▶ INPUT DATA
>>>

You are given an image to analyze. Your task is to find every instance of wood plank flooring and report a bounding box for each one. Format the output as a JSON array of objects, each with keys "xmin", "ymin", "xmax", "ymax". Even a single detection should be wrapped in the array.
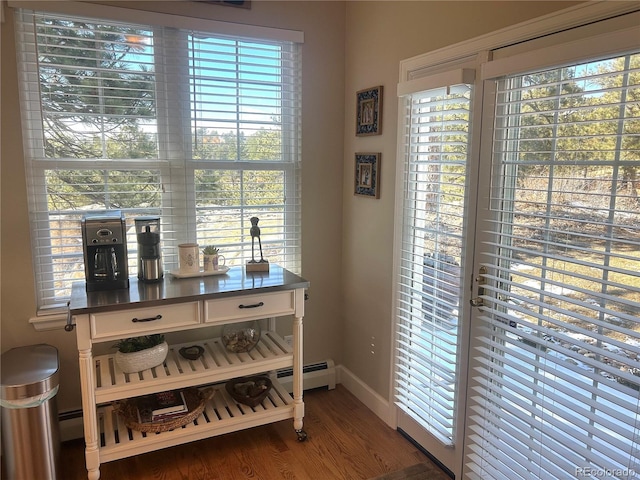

<<<
>>>

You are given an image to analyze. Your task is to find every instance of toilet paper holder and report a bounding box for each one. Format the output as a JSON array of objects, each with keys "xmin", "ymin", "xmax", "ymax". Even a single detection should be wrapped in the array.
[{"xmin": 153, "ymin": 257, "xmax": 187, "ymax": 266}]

<<<
>>>

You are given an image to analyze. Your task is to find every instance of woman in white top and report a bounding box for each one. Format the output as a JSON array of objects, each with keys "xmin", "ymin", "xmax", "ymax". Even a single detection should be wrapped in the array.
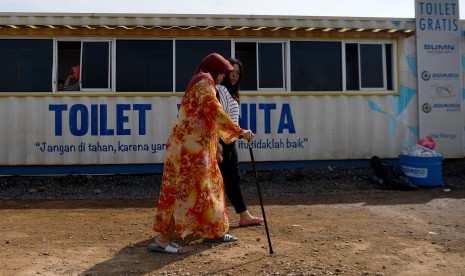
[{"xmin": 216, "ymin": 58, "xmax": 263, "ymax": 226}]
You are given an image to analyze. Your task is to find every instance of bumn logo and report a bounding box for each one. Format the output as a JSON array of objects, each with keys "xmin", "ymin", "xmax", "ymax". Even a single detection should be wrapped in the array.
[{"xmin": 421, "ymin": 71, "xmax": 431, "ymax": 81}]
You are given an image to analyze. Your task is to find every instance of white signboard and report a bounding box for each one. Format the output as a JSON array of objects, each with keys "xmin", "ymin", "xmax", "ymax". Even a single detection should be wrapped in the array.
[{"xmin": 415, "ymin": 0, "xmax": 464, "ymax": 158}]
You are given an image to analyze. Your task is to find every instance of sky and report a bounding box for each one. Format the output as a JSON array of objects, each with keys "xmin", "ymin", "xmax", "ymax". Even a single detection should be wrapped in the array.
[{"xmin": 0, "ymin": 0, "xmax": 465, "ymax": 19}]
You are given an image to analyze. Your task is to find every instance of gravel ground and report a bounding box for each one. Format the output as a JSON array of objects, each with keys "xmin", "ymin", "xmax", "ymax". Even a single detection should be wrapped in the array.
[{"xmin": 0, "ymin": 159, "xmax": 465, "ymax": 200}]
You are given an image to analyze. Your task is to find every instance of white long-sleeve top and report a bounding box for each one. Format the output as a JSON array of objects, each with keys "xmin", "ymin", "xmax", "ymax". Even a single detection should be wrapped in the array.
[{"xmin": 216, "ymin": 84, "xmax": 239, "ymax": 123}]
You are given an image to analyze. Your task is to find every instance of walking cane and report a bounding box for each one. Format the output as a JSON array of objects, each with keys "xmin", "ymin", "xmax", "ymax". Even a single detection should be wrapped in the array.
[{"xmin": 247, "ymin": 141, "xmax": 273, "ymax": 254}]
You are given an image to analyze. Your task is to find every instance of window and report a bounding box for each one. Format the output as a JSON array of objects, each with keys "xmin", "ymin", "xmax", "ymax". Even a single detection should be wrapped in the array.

<<<

▶ STATED GOAL
Return, unchanged, the lines of the material starting with the line that contains "instance of walking" and going on through the line that contains "instance of window", both ends included.

▶ RESULT OF THE EXERCISE
You are given an image to analyze. Your task is to find every instance of walking cane and report a bounding box for each one. Format the output as a JSON array of objects, each with keys "xmin", "ymin", "xmax", "ymax". Even a single detection should be wrapped in the array.
[{"xmin": 247, "ymin": 141, "xmax": 273, "ymax": 254}]
You are given an image to analyze. Your task is to find every instance of window and report a bounding box for each one. Format the output as a JSON array of objects, each with keys "xmin", "ymin", "xmax", "ymax". Even a single detection should be wrapped in the array.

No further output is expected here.